# Items:
_ _ _ _ _ _ _

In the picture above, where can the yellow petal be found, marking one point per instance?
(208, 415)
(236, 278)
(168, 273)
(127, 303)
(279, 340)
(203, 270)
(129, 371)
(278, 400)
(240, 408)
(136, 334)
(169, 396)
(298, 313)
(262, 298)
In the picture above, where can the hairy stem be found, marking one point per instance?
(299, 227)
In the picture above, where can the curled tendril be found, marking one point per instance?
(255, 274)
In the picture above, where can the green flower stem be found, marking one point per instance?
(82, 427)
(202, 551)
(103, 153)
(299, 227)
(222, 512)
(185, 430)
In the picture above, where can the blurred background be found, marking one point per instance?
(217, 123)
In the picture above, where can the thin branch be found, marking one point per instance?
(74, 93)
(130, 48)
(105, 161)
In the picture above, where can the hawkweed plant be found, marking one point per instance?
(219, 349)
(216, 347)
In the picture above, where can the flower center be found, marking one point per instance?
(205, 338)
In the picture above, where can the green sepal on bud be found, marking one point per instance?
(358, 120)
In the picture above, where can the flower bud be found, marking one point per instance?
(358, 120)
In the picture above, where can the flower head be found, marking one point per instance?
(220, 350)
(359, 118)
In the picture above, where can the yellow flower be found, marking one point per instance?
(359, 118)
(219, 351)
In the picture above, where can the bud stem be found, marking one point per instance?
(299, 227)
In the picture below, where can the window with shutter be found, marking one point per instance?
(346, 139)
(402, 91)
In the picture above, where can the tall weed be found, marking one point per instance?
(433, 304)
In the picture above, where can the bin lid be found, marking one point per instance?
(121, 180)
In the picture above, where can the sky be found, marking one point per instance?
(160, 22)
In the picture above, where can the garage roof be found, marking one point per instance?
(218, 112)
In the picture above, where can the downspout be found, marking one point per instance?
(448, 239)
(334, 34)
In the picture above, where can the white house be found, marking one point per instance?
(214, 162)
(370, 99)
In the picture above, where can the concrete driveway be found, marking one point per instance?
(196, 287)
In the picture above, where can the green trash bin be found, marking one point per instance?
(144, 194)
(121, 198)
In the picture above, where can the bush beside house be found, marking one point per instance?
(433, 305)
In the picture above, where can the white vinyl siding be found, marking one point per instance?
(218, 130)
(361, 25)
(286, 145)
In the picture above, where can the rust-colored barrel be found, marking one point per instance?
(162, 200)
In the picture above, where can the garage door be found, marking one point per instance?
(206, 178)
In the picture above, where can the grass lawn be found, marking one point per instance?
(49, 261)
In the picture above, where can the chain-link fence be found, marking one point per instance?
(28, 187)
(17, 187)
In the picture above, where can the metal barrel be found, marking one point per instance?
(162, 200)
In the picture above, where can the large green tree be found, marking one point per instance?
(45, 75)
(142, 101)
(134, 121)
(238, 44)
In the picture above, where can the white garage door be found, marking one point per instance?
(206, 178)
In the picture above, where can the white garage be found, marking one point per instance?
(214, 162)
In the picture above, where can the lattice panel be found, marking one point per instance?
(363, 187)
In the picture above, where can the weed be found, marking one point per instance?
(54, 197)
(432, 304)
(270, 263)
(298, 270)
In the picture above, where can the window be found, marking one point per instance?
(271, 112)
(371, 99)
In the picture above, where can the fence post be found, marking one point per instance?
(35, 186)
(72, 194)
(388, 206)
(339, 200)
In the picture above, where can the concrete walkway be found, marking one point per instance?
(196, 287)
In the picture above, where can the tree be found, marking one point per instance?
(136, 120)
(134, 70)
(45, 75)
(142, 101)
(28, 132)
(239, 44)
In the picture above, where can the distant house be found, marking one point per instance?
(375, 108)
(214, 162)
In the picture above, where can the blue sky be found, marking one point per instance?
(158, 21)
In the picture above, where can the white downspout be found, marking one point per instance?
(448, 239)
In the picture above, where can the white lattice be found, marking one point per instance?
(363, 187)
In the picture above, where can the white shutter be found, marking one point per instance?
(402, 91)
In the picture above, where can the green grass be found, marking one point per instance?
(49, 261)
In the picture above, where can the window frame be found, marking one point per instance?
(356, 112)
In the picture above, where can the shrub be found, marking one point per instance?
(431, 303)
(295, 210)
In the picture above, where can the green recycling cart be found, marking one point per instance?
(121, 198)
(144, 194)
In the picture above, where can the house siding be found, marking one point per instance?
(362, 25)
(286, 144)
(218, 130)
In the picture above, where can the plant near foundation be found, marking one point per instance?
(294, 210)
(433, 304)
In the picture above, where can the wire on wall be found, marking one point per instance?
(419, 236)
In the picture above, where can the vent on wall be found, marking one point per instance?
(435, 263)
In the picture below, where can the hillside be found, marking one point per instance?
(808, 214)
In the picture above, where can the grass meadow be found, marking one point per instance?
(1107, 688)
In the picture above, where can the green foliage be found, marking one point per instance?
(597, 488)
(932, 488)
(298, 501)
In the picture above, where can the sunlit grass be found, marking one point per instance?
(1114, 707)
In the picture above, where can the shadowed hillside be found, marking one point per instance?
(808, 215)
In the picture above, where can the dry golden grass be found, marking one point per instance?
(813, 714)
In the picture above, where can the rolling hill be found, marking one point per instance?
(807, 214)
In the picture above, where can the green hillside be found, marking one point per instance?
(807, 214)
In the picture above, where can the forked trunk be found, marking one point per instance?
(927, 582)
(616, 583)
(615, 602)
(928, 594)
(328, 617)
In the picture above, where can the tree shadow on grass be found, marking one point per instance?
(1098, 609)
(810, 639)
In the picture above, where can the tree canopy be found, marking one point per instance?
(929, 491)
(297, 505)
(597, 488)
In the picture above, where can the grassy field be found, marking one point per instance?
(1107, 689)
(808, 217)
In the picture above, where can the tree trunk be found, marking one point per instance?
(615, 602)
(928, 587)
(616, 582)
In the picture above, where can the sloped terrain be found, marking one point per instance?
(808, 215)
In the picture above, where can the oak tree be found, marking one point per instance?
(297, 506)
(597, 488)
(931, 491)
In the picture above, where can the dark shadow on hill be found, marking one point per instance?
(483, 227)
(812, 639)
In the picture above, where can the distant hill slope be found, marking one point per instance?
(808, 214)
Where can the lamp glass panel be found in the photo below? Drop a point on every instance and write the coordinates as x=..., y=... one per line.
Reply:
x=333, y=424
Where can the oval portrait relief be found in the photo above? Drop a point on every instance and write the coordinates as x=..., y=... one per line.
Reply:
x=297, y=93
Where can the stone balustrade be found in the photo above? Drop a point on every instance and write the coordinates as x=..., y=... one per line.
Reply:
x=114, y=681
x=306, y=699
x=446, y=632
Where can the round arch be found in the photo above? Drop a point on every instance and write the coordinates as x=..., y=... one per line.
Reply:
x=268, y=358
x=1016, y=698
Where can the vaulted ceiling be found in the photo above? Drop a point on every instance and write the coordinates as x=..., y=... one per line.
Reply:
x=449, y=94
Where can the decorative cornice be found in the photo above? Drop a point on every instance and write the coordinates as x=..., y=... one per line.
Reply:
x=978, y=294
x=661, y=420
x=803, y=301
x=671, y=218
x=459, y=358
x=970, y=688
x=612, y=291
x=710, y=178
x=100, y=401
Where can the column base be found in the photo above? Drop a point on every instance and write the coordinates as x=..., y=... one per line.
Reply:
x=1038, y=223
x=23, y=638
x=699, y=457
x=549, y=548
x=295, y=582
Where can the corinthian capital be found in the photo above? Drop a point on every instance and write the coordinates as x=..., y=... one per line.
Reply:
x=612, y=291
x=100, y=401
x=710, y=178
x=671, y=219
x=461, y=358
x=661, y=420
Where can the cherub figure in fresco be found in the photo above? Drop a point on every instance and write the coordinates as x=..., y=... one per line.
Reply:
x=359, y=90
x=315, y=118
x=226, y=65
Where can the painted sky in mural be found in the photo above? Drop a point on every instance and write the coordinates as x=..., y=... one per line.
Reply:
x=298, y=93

_ _ _ _ _ _ _

Rewrite all the records above, changing each "picture" to "image" and leaving every other character as it is.

In the image above, where can the yellow petal be found, marking one point per instance?
(208, 415)
(236, 278)
(168, 273)
(127, 303)
(279, 340)
(203, 270)
(129, 371)
(278, 400)
(240, 408)
(136, 334)
(169, 396)
(298, 313)
(262, 298)
In the image above, where can the hairy stem be found, marking one point per instance?
(299, 227)
In the image above, where can the curled tendril be found, marking one point per instance?
(255, 274)
In the image above, where can the green flower stem be found, marking one point per instance?
(82, 427)
(202, 551)
(103, 153)
(299, 227)
(222, 512)
(185, 430)
In the image above, where can the blurred background be found, marking one point per instance?
(217, 123)
In the image above, where can the thin branch be found, marking one point per instance?
(74, 93)
(130, 48)
(105, 161)
In the image above, where can the hawkweed plant be found, marking one point per instance?
(219, 349)
(216, 347)
In the image above, where can the flower center be found, marking one point per instance?
(205, 338)
In the image above, where can the green sepal on bud be found, marking one point per instance?
(358, 120)
In the image above, where can the flower bud be found, marking one point per instance?
(358, 120)
In the image above, where can the flower head be found, marking one point per instance?
(220, 350)
(359, 118)
In the image above, where can the yellow flower be found, marking one point per instance?
(359, 118)
(219, 351)
In the image above, where can the bud stem be found, marking one point per instance?
(299, 227)
In the image below, where can the window with shutter be found, marking one point per instance?
(346, 139)
(402, 91)
In the image above, where can the tall weed be found, marking one point per instance?
(433, 304)
In the image above, where can the bin lid be found, marking one point per instance?
(121, 180)
In the image above, where can the sky be found, marking one point per instance?
(160, 22)
In the image above, where can the garage roof be found, marking one point per instance?
(218, 112)
In the image above, where can the downspout be found, marking one point per instance?
(448, 239)
(334, 34)
In the image above, where can the white house be found, marking one point per instance?
(214, 162)
(370, 99)
In the image above, where can the concrete driveway be found, marking one point per instance?
(196, 287)
In the image above, where can the green trash bin be found, marking one point per instance?
(144, 194)
(121, 198)
In the image above, where can the bush beside house be found, marking one point per instance?
(433, 305)
In the image above, where can the white vinyl siding be found, marking one point per instance?
(218, 130)
(361, 25)
(286, 145)
In the image above, where can the rust-colored barrel be found, marking one point per instance?
(162, 200)
In the image above, where can the garage door be found, marking one point per instance?
(206, 178)
In the image above, where can the grass lawn be found, marking one point per instance?
(49, 261)
In the image above, where can the chain-link fence be found, marking one point per instance?
(28, 187)
(17, 187)
In the image above, where can the metal barrel be found, marking one point per instance?
(162, 200)
In the image above, where can the large green tree be found, marking one point per instance?
(45, 75)
(142, 101)
(134, 121)
(238, 44)
In the image above, where can the white garage door be found, marking one point per instance?
(206, 178)
In the image above, where can the white garage be found, marking one point per instance?
(214, 162)
In the image above, where can the lattice panel be found, marking one point per instance?
(363, 187)
In the image above, where can the weed be found, marking one point per instance?
(54, 197)
(432, 304)
(270, 263)
(298, 270)
In the image above, where can the window be found, marking one point per instance?
(271, 112)
(371, 99)
In the image above, where can the fence post be found, marking one point per instance?
(35, 186)
(72, 194)
(388, 206)
(339, 200)
In the image above, where can the concrete walkway be found, marking one point per instance?
(196, 287)
In the image above, where can the tree be found, marking one point per instance?
(136, 120)
(134, 70)
(45, 75)
(142, 101)
(28, 132)
(239, 44)
In the image above, where can the distant house be found, marking one point per instance?
(375, 108)
(214, 162)
In the image above, where can the blue sky be found, marking one point per instance?
(158, 21)
In the image above, where can the white downspout be found, marking one point per instance?
(448, 239)
In the image above, where can the white lattice be found, marking one point per instance?
(363, 187)
In the image above, where can the white shutter be found, marking one point per instance?
(402, 91)
In the image above, where can the green grass be found, marking one point per instance?
(49, 261)
In the image above, where can the window frame be found, marking one point per instance?
(356, 112)
In the image above, where can the shrub be found, marking one point per instance?
(431, 303)
(295, 210)
In the image above, where can the green recycling cart be found, marking one point per instance?
(121, 198)
(144, 194)
In the image above, where can the house siding be found, marking one point per instance?
(362, 25)
(286, 144)
(218, 130)
In the image above, where can the plant near foundation be found, marking one point per instance?
(294, 210)
(433, 304)
In the image above, where can the wire on wall be found, marking one point per instance?
(419, 236)
In the image above, where can the vent on wall be found, marking one point per instance?
(435, 263)
In the image below, where can the hillside be found, marking one point per instance?
(808, 214)
In the image above, where can the grass meadow be found, marking one point per instance?
(1107, 688)
In the image above, where can the green foliage be found, marking one point per instance?
(597, 488)
(932, 488)
(298, 501)
In the image above, where can the sunlit grass be found, marking one point per instance?
(1114, 707)
In the image above, where can the shadowed hillside be found, marking one point per instance?
(808, 215)
In the image above, where can the dry golden grass be found, marking one point per instance?
(813, 714)
In the image above, where can the rolling hill be found, marking one point per instance?
(807, 214)
In the image above, where can the green hillside be found, marking one point per instance?
(807, 214)
In the image above, where can the forked trunk be found, marking one point per instance?
(927, 582)
(616, 583)
(615, 602)
(928, 594)
(328, 617)
In the image above, where can the tree shadow on grass be found, marking one point per instance?
(1098, 609)
(810, 639)
In the image above, where can the tree canopy be found, marking one point per instance?
(929, 491)
(297, 505)
(597, 488)
In the image above, where can the grassy field be found, marking one point per instance?
(1107, 689)
(808, 217)
In the image above, where can the tree trunk be found, marking one point per instance?
(615, 602)
(928, 587)
(616, 582)
In the image above, where can the sloped terrain be found, marking one point per instance?
(808, 215)
In the image above, where can the oak tree be found, marking one point per instance?
(297, 506)
(597, 488)
(931, 491)
In the image above, where can the dark shadow on hill be found, marking one point per instance?
(483, 227)
(812, 639)
In the image above, where can the distant hill slope be found, marking one point per instance?
(808, 214)
Where can the lamp glass panel be found in the photo below? Drop a point on every instance and write the coordinates as x=..., y=... one per line.
Reply:
x=333, y=424
Where can the oval portrait relief be found in the photo above? Drop a point on every instance and write the coordinates as x=..., y=... one per line.
Reply:
x=297, y=93
Where can the stone balustrade be found in the photo above? Drop a point on every instance and write the coordinates as x=..., y=... one per line.
Reply:
x=114, y=681
x=306, y=699
x=446, y=632
Where can the round arch be found in the photo above? Drop a point on every instance and write the coordinates as x=..., y=... one per line.
Reply:
x=268, y=358
x=1016, y=698
Where can the vaulted ceiling be found in the photo above? Drop a point on every instance and write the coordinates as x=..., y=... one per line.
Reply:
x=449, y=94
Where can the decorative cornice be found in the photo above? Drop a point on every instance and write the coordinates as x=..., y=... one per line.
Reply:
x=978, y=294
x=661, y=420
x=803, y=301
x=671, y=218
x=459, y=358
x=970, y=688
x=612, y=291
x=710, y=178
x=100, y=401
Where can the column base be found in the photo above? Drop a point on every instance and write the coordinates as x=..., y=... one per line.
Reply:
x=1038, y=223
x=23, y=638
x=699, y=457
x=549, y=548
x=295, y=582
Where can the corinthian capital be found in the photo above? Drop a point on every instance and write the coordinates as x=..., y=... one per line.
Reply:
x=612, y=291
x=100, y=401
x=710, y=178
x=671, y=219
x=461, y=358
x=661, y=420
Where can the cherub figure in fresco be found in the photo above? Drop a point on every instance and write the coordinates as x=..., y=... one per line.
Reply:
x=359, y=90
x=315, y=118
x=226, y=65
Where can the painted sky in mural be found in the photo above? Drop a point on every instance and write the coordinates as x=..., y=... one per line.
Reply:
x=298, y=93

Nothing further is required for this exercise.